▸ EXTRACT PROVIDED:
________________
Investing in Indonesia


Investment in Indonesia is regulated mainly by New Investment Law No.25 of 2007 (April 26, 2007) (“Law 25/07”).[1] Law 25/07 integrates the previous investment laws and its implementing regulations to some extent, but deals with some of the bottlenecks frequently cited by foreign investors doing business in the country. Important changes include those relating to investment approval procedures, land titles, and incentives.

Law 25/07 introduces new issues such as Corporate Social Responsibility and Dispute Settlement mechanism. Law 25/07 also introduces one door-integrated services pursuant to licensing process. The process runs from the application stage until the issuance of documents of all necessary documents, everything can now be done.

Moreover, Law 25/07 gives regencies and cities the right, authority and obligation to regulate and self-manage investment approvals taking into account the interests of the local communities.

Law 25/07 also offers equal treatment of every investor by bureaucracy reform in investment services and fiscal incentives. It shows the efforts of the government to make the investment climate more transparent.
________________
▸ STORED RECORDS:
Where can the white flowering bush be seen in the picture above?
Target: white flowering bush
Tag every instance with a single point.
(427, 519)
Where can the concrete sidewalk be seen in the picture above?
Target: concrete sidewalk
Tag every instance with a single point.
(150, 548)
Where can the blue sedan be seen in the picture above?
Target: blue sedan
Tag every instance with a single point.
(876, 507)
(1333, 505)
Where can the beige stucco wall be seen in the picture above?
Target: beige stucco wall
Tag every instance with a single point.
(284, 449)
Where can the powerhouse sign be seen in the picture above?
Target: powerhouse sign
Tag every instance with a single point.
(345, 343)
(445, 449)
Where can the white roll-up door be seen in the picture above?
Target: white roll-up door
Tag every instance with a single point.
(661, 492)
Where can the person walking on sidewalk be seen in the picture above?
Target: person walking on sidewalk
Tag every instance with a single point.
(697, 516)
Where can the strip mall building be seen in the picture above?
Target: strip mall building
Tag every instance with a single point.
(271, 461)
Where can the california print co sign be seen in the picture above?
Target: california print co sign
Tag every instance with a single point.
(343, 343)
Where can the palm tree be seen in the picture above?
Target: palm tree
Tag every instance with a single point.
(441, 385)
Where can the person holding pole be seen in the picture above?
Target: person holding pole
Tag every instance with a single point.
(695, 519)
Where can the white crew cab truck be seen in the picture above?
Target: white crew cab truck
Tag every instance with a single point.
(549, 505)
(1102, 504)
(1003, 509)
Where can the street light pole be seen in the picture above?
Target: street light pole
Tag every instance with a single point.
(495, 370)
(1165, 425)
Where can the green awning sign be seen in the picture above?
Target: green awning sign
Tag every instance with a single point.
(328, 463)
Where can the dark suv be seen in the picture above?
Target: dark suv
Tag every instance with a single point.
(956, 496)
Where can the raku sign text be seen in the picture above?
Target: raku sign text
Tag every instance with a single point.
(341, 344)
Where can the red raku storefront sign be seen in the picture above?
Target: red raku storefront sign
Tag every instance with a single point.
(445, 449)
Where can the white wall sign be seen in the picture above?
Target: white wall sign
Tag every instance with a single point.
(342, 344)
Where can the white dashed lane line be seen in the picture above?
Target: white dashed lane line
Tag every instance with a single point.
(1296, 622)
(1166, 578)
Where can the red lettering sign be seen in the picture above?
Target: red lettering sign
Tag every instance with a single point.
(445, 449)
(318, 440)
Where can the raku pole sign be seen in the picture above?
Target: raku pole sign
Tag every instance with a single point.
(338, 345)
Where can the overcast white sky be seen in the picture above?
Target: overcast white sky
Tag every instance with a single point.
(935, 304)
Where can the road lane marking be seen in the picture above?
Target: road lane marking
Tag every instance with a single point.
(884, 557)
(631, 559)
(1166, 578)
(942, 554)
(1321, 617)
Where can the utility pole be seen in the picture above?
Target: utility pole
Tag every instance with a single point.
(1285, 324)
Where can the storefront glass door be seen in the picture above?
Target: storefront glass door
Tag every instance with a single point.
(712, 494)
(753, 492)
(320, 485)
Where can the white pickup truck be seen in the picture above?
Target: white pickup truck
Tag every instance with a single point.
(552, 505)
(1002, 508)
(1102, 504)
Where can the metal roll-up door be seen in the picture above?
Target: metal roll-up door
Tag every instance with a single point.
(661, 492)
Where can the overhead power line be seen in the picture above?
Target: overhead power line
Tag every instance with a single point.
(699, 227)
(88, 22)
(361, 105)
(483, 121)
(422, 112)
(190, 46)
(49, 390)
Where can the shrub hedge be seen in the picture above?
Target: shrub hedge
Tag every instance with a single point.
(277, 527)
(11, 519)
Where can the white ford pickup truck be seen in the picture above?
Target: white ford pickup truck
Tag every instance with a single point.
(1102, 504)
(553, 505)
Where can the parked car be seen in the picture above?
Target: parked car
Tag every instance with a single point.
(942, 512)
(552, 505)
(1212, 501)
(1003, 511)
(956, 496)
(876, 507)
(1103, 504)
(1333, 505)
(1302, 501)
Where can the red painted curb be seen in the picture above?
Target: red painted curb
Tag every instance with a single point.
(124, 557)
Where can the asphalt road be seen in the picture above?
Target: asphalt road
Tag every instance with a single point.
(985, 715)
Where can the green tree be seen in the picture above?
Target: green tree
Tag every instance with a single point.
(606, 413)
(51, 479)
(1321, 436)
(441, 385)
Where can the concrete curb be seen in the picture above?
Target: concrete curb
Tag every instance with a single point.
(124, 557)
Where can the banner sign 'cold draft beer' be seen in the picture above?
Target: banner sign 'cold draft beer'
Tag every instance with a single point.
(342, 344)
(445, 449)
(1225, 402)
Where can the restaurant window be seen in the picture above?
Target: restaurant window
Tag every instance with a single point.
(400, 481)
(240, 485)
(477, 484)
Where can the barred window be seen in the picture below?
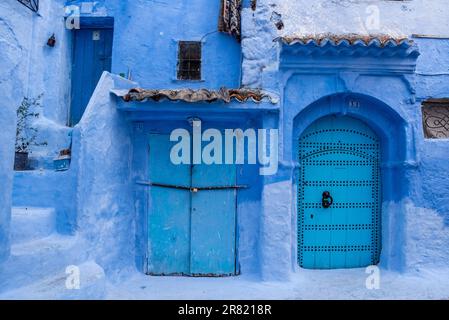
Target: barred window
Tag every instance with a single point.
(189, 60)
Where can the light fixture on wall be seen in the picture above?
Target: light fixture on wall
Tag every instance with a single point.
(51, 41)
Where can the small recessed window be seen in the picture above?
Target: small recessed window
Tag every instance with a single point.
(435, 114)
(189, 60)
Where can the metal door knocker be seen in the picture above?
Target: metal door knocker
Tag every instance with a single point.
(327, 200)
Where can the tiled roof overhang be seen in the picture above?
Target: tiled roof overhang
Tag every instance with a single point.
(352, 45)
(201, 95)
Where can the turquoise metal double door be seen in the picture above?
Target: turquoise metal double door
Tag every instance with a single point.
(192, 215)
(339, 195)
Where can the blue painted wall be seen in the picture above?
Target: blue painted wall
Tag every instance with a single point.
(107, 153)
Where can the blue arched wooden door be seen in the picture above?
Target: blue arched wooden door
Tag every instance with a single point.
(339, 195)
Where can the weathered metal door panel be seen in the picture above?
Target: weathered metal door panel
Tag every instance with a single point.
(92, 55)
(169, 216)
(339, 155)
(213, 220)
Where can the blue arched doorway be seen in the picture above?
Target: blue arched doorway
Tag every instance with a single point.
(339, 194)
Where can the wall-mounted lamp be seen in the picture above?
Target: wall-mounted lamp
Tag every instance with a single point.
(51, 41)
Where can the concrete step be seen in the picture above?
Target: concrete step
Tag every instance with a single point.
(92, 285)
(37, 259)
(28, 223)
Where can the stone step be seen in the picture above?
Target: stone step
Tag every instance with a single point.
(37, 259)
(28, 223)
(92, 285)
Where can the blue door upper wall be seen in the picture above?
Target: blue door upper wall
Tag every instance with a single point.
(146, 35)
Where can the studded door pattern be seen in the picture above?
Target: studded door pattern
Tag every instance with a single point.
(339, 155)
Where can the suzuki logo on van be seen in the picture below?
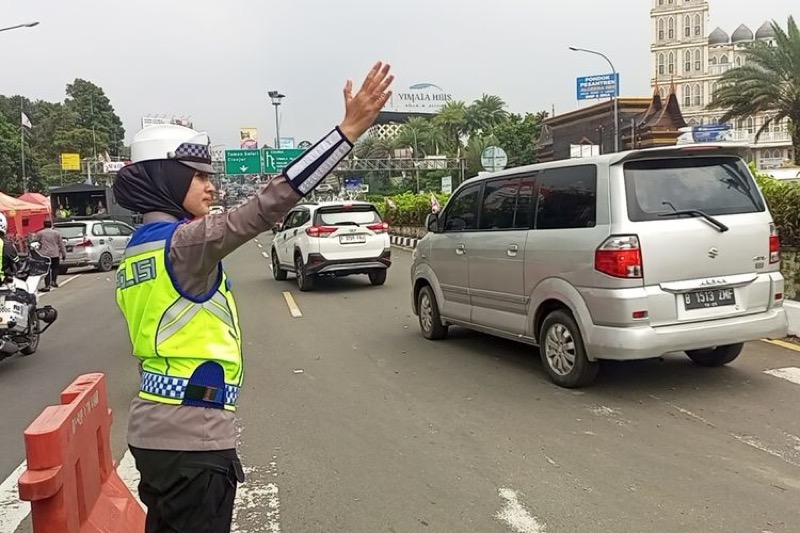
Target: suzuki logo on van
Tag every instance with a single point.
(713, 282)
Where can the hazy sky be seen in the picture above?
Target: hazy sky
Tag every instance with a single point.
(215, 60)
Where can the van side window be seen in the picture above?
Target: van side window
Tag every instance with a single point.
(499, 203)
(522, 218)
(567, 198)
(462, 212)
(506, 203)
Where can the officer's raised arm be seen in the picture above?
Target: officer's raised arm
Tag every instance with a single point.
(199, 245)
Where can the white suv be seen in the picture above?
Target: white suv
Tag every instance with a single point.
(332, 239)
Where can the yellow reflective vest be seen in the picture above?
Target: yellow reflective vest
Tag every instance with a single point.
(190, 348)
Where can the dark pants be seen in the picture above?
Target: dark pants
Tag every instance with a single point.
(188, 491)
(52, 277)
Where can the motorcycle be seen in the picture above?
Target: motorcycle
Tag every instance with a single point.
(21, 321)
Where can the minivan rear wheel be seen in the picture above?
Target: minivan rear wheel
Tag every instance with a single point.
(563, 354)
(105, 263)
(718, 356)
(429, 320)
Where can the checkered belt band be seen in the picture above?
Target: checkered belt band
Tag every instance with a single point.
(175, 388)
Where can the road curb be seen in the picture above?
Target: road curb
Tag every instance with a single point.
(406, 242)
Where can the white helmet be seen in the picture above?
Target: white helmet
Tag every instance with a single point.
(170, 141)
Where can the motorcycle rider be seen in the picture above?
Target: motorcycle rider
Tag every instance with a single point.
(182, 318)
(8, 251)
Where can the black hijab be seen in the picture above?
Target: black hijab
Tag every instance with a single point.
(159, 185)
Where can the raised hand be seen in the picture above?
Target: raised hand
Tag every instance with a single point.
(362, 109)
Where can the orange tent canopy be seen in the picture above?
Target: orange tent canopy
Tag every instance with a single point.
(23, 217)
(36, 198)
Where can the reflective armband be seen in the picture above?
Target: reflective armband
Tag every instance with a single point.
(314, 165)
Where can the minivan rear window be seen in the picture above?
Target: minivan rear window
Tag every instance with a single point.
(714, 185)
(354, 215)
(71, 231)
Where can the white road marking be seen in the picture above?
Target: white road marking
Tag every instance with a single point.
(753, 442)
(292, 305)
(257, 503)
(12, 510)
(516, 517)
(789, 374)
(126, 469)
(39, 294)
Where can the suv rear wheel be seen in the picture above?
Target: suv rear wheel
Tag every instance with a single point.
(105, 263)
(429, 320)
(304, 282)
(719, 356)
(277, 272)
(563, 354)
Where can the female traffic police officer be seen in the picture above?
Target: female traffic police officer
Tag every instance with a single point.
(181, 316)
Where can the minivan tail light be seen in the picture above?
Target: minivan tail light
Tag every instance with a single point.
(322, 232)
(774, 244)
(619, 256)
(381, 227)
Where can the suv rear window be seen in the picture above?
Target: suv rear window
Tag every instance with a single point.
(348, 216)
(714, 185)
(71, 231)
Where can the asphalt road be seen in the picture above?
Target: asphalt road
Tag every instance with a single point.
(352, 422)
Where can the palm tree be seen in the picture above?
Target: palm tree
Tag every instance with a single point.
(485, 113)
(452, 119)
(422, 137)
(373, 147)
(475, 147)
(767, 82)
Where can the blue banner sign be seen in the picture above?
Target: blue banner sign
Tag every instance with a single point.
(600, 86)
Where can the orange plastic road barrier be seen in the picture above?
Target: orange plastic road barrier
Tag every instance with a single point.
(71, 481)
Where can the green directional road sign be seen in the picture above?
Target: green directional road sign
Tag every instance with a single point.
(276, 160)
(238, 162)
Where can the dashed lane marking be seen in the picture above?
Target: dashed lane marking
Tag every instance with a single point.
(789, 374)
(783, 344)
(292, 305)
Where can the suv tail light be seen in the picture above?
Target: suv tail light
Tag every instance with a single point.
(774, 245)
(322, 232)
(381, 227)
(619, 256)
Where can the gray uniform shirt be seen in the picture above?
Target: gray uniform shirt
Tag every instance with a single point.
(196, 249)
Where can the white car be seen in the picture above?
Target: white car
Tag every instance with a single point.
(332, 239)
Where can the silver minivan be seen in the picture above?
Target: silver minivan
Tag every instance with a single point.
(624, 256)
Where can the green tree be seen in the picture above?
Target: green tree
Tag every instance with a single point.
(767, 82)
(518, 137)
(422, 136)
(452, 120)
(485, 114)
(93, 113)
(475, 147)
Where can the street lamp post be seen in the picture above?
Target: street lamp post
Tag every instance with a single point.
(616, 91)
(26, 25)
(276, 101)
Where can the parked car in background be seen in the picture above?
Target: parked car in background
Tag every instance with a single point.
(331, 239)
(98, 243)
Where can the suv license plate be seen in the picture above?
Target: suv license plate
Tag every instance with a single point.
(352, 239)
(709, 299)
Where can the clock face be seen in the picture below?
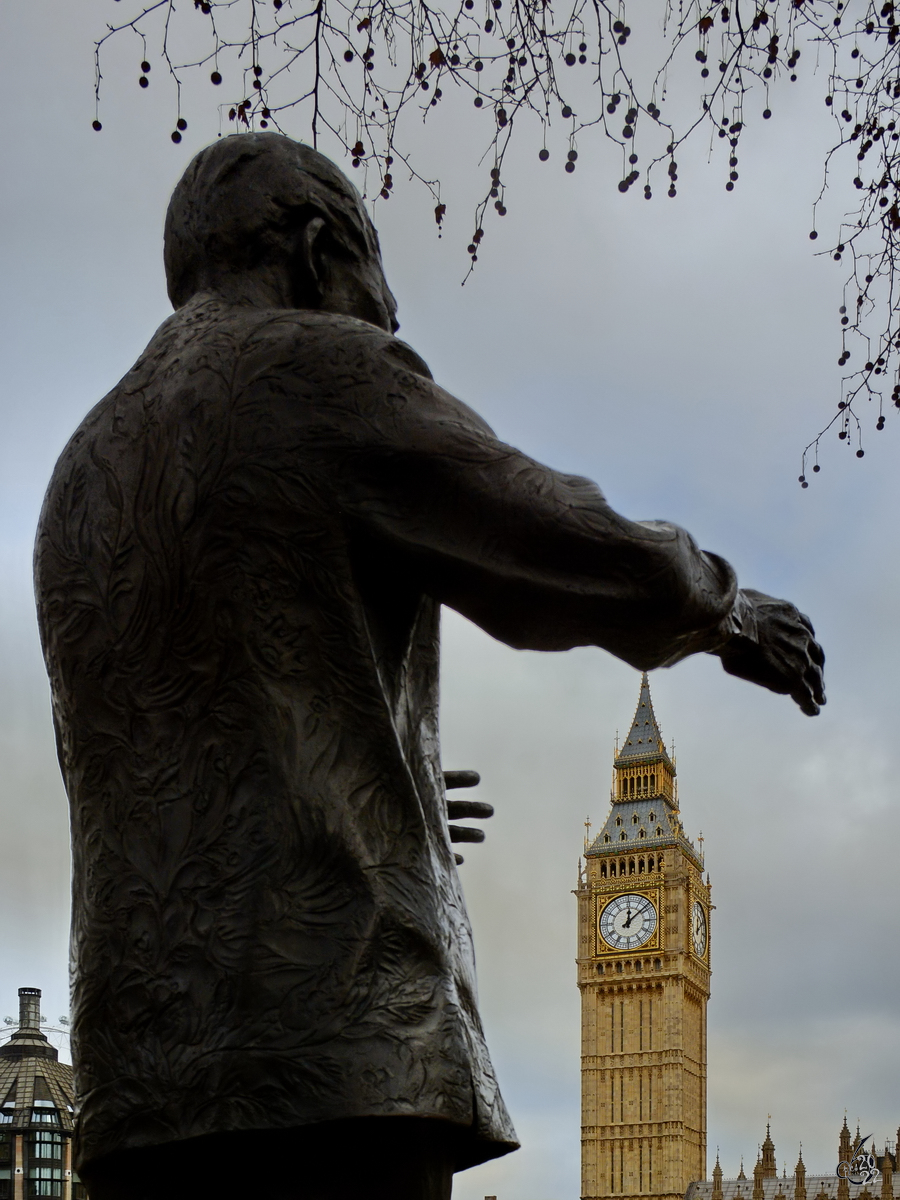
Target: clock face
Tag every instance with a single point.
(628, 922)
(699, 929)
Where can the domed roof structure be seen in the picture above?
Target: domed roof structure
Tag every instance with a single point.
(36, 1111)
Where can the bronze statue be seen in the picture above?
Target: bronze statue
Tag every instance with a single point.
(240, 567)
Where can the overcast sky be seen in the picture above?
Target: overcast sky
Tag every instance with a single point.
(681, 353)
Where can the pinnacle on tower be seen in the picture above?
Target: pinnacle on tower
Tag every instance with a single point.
(769, 1167)
(799, 1175)
(717, 1179)
(643, 738)
(759, 1191)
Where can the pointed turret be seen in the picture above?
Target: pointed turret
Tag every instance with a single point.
(645, 797)
(769, 1167)
(799, 1179)
(645, 739)
(759, 1191)
(887, 1176)
(845, 1152)
(717, 1179)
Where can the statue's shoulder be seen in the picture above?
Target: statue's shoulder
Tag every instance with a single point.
(340, 341)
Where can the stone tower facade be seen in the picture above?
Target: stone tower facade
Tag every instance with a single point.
(36, 1113)
(643, 975)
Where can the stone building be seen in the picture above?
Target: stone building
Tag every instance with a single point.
(643, 975)
(36, 1107)
(767, 1185)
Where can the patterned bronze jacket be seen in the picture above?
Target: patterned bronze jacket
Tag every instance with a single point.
(239, 568)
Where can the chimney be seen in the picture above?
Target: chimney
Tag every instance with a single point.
(29, 1008)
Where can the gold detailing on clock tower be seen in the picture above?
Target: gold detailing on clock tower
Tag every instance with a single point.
(643, 975)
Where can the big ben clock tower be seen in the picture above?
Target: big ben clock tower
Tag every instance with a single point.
________________
▸ WHAT IS NEEDED: Decide whether each statement below agrees with the text on investing in Indonesia, answering yes or no and quoting the words of the text that settle it. (a) Law 25/07 dates from April 26, 2007. (b) Under Law 25/07, regencies and cities have no role in investment approvals. (c) Law 25/07 introduces Corporate Social Responsibility.

▸ ANSWER BELOW:
(a) Yes: "New Investment Law No.25 of 2007 (April 26, 2007)"
(b) No: "Law 25/07 gives regencies and cities the right, authority and obligation to regulate and self-manage investment approvals"
(c) Yes: "Law 25/07 introduces new issues such as Corporate Social Responsibility and Dispute Settlement mechanism"